> **PROBLEM REQUIREMENTS**:
Pick out every line of the listing below that contains the string "outline", and copy each one. Match case exactly.

> **GIVEN RECORDS**:

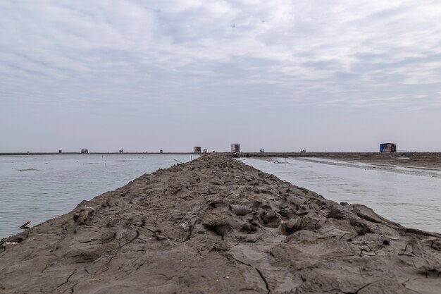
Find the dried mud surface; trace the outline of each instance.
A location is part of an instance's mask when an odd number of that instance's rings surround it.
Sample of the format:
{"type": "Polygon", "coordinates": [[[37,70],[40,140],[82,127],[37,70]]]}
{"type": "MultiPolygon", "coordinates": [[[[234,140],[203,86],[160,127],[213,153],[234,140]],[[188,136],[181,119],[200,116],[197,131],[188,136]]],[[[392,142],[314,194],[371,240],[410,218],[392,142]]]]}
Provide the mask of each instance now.
{"type": "Polygon", "coordinates": [[[440,250],[440,235],[210,154],[2,240],[0,293],[439,293],[440,250]]]}
{"type": "Polygon", "coordinates": [[[385,166],[404,166],[441,169],[440,152],[306,152],[241,153],[245,157],[320,157],[385,166]]]}

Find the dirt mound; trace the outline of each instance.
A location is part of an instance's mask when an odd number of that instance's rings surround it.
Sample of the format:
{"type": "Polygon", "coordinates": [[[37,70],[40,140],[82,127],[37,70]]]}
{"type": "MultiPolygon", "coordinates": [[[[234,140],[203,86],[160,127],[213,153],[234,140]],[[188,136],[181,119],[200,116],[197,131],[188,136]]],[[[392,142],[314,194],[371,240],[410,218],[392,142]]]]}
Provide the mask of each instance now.
{"type": "Polygon", "coordinates": [[[0,293],[439,293],[440,250],[441,235],[210,154],[2,240],[0,293]]]}

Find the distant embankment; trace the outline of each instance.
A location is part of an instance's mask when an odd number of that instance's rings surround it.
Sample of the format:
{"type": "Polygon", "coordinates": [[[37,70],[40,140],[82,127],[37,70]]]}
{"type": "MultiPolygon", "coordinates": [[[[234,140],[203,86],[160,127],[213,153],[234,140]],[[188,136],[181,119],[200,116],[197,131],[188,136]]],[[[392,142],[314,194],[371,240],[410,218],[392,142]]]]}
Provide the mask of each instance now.
{"type": "Polygon", "coordinates": [[[133,155],[133,154],[194,154],[194,152],[10,152],[10,153],[0,153],[0,156],[28,156],[28,155],[133,155]]]}

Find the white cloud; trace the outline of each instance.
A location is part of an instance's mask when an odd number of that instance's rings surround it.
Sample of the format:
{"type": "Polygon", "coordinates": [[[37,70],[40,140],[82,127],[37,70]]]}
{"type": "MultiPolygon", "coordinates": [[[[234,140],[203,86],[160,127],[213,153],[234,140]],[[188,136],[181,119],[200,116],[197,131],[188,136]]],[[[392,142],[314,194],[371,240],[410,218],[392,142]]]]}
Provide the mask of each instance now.
{"type": "Polygon", "coordinates": [[[437,1],[4,0],[0,10],[0,103],[412,109],[423,96],[440,107],[437,1]]]}

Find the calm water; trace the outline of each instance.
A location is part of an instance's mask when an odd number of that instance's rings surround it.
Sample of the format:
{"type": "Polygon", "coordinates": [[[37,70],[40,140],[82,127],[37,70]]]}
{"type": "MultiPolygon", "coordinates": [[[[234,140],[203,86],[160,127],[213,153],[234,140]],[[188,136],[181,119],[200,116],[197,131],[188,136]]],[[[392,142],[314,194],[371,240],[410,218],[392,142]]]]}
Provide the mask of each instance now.
{"type": "Polygon", "coordinates": [[[440,171],[376,170],[378,166],[306,159],[240,160],[330,200],[365,204],[405,226],[441,233],[440,171]]]}
{"type": "Polygon", "coordinates": [[[0,238],[64,214],[84,200],[194,155],[0,157],[0,238]],[[21,171],[20,171],[21,170],[21,171]]]}
{"type": "MultiPolygon", "coordinates": [[[[186,162],[191,158],[168,154],[0,157],[0,238],[19,233],[18,228],[26,221],[32,226],[40,223],[70,212],[82,200],[171,166],[176,160],[186,162]]],[[[364,204],[406,226],[441,233],[439,171],[412,170],[405,174],[400,168],[385,171],[368,164],[333,165],[344,161],[240,160],[331,200],[364,204]]]]}

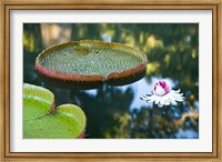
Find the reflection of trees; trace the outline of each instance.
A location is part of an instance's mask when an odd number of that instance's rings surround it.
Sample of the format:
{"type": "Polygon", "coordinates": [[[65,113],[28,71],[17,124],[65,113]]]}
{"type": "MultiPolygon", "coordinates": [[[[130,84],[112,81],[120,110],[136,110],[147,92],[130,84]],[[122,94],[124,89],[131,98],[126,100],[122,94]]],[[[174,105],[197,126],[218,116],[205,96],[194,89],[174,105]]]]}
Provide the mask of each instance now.
{"type": "MultiPolygon", "coordinates": [[[[123,92],[118,88],[103,85],[95,95],[74,91],[71,95],[67,93],[63,99],[57,99],[58,103],[67,102],[62,100],[79,101],[88,118],[87,138],[178,138],[180,130],[198,132],[198,24],[75,23],[53,24],[53,28],[59,29],[59,36],[62,36],[53,39],[57,43],[63,42],[64,36],[68,40],[78,41],[101,40],[102,34],[107,34],[114,42],[141,49],[149,59],[147,79],[170,78],[174,81],[175,89],[181,89],[186,98],[186,101],[176,108],[133,108],[130,111],[132,89],[123,92]]],[[[43,85],[36,73],[34,60],[46,47],[44,34],[41,34],[44,33],[41,31],[44,28],[32,23],[24,24],[23,29],[24,82],[43,85]]],[[[49,37],[48,44],[52,43],[49,42],[49,37]]],[[[62,91],[62,94],[64,93],[62,91]]]]}
{"type": "Polygon", "coordinates": [[[72,97],[79,101],[88,119],[87,138],[128,138],[129,107],[133,91],[124,92],[110,85],[103,85],[95,95],[74,92],[72,97]],[[113,102],[114,101],[114,102],[113,102]]]}

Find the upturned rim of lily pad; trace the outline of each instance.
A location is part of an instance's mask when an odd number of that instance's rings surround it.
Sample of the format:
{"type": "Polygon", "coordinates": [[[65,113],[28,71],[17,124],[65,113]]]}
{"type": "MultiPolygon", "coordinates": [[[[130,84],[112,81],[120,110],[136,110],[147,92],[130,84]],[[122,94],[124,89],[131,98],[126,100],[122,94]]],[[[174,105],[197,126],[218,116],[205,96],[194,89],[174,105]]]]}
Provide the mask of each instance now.
{"type": "MultiPolygon", "coordinates": [[[[48,49],[46,49],[44,51],[42,51],[36,59],[36,69],[39,72],[39,74],[41,77],[43,77],[44,81],[49,80],[50,82],[60,82],[61,83],[78,83],[80,84],[80,89],[88,89],[84,88],[84,85],[90,84],[90,83],[94,83],[94,87],[97,88],[99,84],[103,84],[104,82],[109,83],[111,81],[111,84],[115,81],[118,82],[119,80],[124,80],[127,78],[133,78],[137,77],[137,74],[139,74],[140,79],[144,75],[144,72],[147,70],[147,55],[138,50],[134,49],[132,47],[129,45],[124,45],[121,43],[117,43],[117,42],[103,42],[103,41],[98,41],[98,40],[81,40],[81,41],[72,41],[72,42],[65,42],[65,43],[61,43],[61,44],[57,44],[57,45],[52,45],[48,49]],[[67,47],[71,47],[71,45],[81,45],[81,44],[93,44],[95,47],[105,47],[105,48],[110,48],[110,49],[120,49],[120,50],[124,50],[124,51],[130,51],[130,53],[132,55],[139,57],[142,61],[140,64],[138,64],[137,67],[133,67],[131,69],[127,69],[120,72],[113,71],[111,73],[109,73],[107,77],[102,75],[102,74],[93,74],[93,75],[84,75],[84,74],[79,74],[79,73],[67,73],[67,72],[62,72],[62,71],[53,71],[49,68],[46,68],[43,65],[41,65],[40,60],[42,58],[44,58],[46,55],[48,55],[49,53],[57,51],[57,50],[62,50],[67,47]],[[141,75],[142,73],[142,75],[141,75]]],[[[139,80],[139,78],[137,78],[135,80],[139,80]]],[[[133,80],[134,82],[134,80],[133,80]]],[[[110,84],[110,83],[109,83],[110,84]]],[[[118,83],[119,84],[119,83],[118,83]]],[[[124,84],[124,81],[120,84],[124,84]]],[[[93,87],[93,85],[92,85],[93,87]]],[[[91,89],[91,88],[89,88],[91,89]]]]}

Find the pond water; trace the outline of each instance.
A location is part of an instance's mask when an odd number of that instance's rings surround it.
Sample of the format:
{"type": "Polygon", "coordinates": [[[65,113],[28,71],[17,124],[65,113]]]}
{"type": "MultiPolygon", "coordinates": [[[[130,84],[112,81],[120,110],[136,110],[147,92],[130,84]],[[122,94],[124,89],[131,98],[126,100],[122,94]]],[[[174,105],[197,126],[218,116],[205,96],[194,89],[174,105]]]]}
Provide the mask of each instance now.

> **RESULT**:
Find the dried mud surface; trace the outline of each instance.
Find the dirt mound; trace the outline of each instance.
Find the distant embankment; trace the outline of each instance.
Find the white cloud; trace the outline of each instance.
Find the calm water; trace the outline of each instance.
Find the reflection of trees; trace the outline of each instance.
Find the upturned rim of lily pad; trace the outline of each instance.
Find the pond water; trace the outline of each instance.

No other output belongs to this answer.